Records from a data source:

____

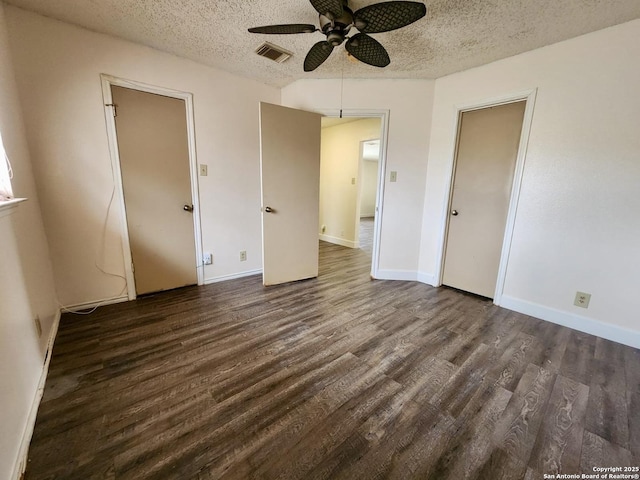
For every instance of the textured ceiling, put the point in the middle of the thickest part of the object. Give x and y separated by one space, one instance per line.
455 35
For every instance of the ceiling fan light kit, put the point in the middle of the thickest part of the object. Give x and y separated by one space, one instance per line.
336 21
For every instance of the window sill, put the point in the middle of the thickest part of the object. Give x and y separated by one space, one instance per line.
8 206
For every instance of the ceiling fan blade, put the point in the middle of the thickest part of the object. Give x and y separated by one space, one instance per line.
387 16
317 55
368 50
333 7
285 29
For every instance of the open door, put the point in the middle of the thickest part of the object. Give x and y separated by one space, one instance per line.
154 161
290 170
488 142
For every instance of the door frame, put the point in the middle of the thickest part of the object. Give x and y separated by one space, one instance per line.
383 115
107 82
529 97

____

> [What needs to be done]
Give the data above again in full and unchanged, skipping the pictures.

> [Output for this exercise]
For every instance of the textured ceiling, put the point in the middle of the thickest part of the object. Give x and y separated by one space, one instance per line.
455 35
For every instance of the ceiling fan light kit, put the point in the middle of the thickest part of the object. Give x and y separated by one space, one instance per line.
336 21
For every instance of the window sill, put the point in the middle of the thickest part of the object. Give x and y separated by one space, one instance per line.
8 206
For every instance of the ceiling fan blade, put the point in the middle of the thickest part of the object. Give x and y separated by one space, one instance per line.
387 16
317 55
368 50
333 7
285 29
For every instance of the open door, put the point in the middle of the thickest part of the object. Give x and y separated by one space, one instance per line.
154 161
290 170
488 142
For every instance of the door frame, put the point in the middle of the thickest part of the object. Give x and y separated by one space, one instance per line.
383 115
107 82
529 97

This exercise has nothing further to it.